# [Stored data entries]
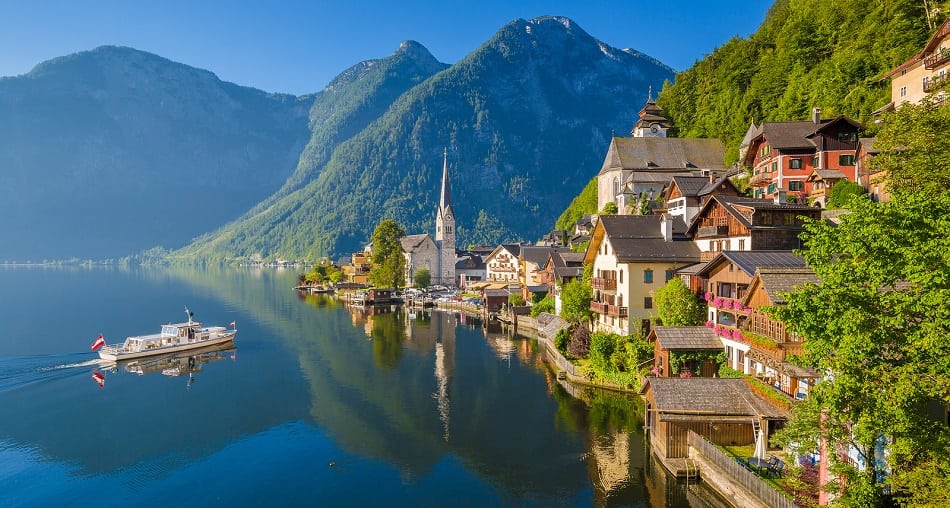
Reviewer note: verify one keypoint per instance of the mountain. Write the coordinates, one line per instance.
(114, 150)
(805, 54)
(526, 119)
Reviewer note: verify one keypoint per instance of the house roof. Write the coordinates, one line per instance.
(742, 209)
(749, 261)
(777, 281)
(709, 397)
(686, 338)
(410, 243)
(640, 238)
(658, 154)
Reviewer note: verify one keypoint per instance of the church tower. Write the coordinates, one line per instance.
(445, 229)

# [Exercise brief]
Print every record above exactly as written, leaving out the pictures.

# [Output for this exercise]
Reviewer note: verify one keypoint per instance of the mountain. Write the coordinates, one line per instance.
(114, 150)
(805, 54)
(526, 119)
Reviewer note: verify one keypoint per instance of the house roof. Write the coordinates, one line per instance.
(742, 209)
(749, 261)
(777, 281)
(709, 397)
(686, 338)
(410, 243)
(640, 238)
(658, 154)
Reviewer note: verify one keypoint per instance of the church tower. Write the coordinates, one line per instance.
(445, 229)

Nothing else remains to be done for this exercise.